***** Text provided *****
Elysian Dark o’ the Moon Pumpkin Stout

Elysian Dark o’ the Moon Pumpkin Stout

Elysian Dark o’ the Moon Pumpkin Stout

A guest blog post by Bill Fishburn. You can follow Bill on Twitter @rwfishbu1.

As we leave Halloween, the number of pumpkins, the frequency of pumpkin sightings, and the appropriateness of pumpkin beers seems to rise exponentially. Since it is definitely the season now for pumpkins, I have no shame in consuming large numbers of pumpkin beers in search of that perfect balance of pumpkin and beer flavors.

With Elysian Brewing’s Dark o’ the Moon Pumpkin Stout, I think I got a little bit closer to identifying a favorite. I hope that my affinity for this darker style in the ale family hasn’t biased my review, but I don’t want to spill the proverbial pumpkin seeds just yet.

Elysian summarizes this beer as having a medium to full body. They say it clocks in with a 6.5% ABV at 20 IBUs. Interestingly, they finish it with both hops and cinnamon.

Using my standard approach and scoring with the BJCP Scoresheet, here is my review.

Aroma

The beer poured with a strong, distinct note of chocolate. To be more specific, I’d say it’s a dark chocolate, and if I didn’t know better, I’d say they used actual chocolate in the brew. Dark o’ the Moon also had mild coffee aromas that supported very nicely the in-your-face chocolate. With a subtle pumpkin note coming through in the end, I was reminded that this is indeed a pumpkin beer. The cinnamon presence was very low but still noticeable. I didn’t pick up any significant fruity esters, alcohol aroma, or hop aroma. (11/12)

Appearance

This beer was so brown it appeared black in the glass. Not a single photon was able to find its way through this highly opaque, extremely non-translucent brew. The head poured thick, rocky, and dark tan, but dissipated more quickly than I would have liked—a very minor and petty detraction. (2/3)
***** Data lines *****
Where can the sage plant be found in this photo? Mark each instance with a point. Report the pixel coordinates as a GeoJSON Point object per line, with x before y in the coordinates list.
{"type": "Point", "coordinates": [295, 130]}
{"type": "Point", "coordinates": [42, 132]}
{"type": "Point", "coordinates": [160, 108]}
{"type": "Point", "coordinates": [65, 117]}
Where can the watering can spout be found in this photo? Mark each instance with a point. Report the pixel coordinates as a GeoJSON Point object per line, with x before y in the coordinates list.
*****
-- What to do --
1. Could you retype the passage of the pumpkin stout review starting at "As we leave" and ending at "seeds just yet."?
2. Can you continue the review of Elysian's pumpkin stout from the point where it stops?

-- Final results --
1.
As we leave Halloween, the number of pumpkins, the frequency of pumpkin sightings, and the appropriateness of pumpkin beers seems to rise exponentially. Since it is definitely the season now for pumpkins, I have no shame in consuming large numbers of pumpkin beers in search of that perfect balance of pumpkin and beer flavors.

With Elysian Brewing’s Dark o’ the Moon Pumpkin Stout, I think I got a little bit closer to identifying a favorite. I hope that my affinity for this darker style in the ale family hasn’t biased my review, but I don’t want to spill the proverbial pumpkin seeds just yet.

2.
Flavor

The most prominent, even somewhat dominating, flavor was from the roast grain. As with the aroma, a strong, dark chocolate characteristic presented next and took an easy second place in terms of prominence. While I detected a very mild presence of pumpkin, it was still available to the palate as a complementary flavor. The hops show edup as a mild earthy flavor in the finish, but there was no significant hop bitterness. Despite its use in the last part of the boil, cinnamon did not make an appearance in the flavor that I could identify. (17/20)

Mouthfeel

After drinking Elysian’s Night Owl, I was not surprised at just how smooth Dark o’ the Moon was. Like its amber sibling, Dark provided s silky sensation on the palate that is right up there with super-rich chocolate or a cream pie. Its body was so full, so thick, and so heavy, I felt like I’d eaten a couple pieces of pumpkin pie after finishing only half a 22oz bottle. The carbonation is very finely bubbled, just like Night Owl, and, also like Night Owl, I think this contributed to its smoothness. (5/5)

Overall

This is an extremely tasty stout that has all the roastiness and chocolateyness I would expect from examples of this dark style. The roasted grains and chocolate notes seemed to overpower the pumpkin and spice flavors, but the beer’s mouthfeel helped make up for this shortcoming. (9/10)

With a total score of 44/50, this is as high in the Excellent scores as a beer can get. The one element that keeps me from scoring one of these pumpkin beers in the Outstanding range is the pumpkin presentation. I’m not looking for a pumpkin pie in a bottle, but I want to know that the squash is present and forcing you to account for it.

That all being said, Dark o’ the Moon is the best pumpkin beer I’ve tried so far. It’s another one I need to add to my beer cellar to try again in a couple months.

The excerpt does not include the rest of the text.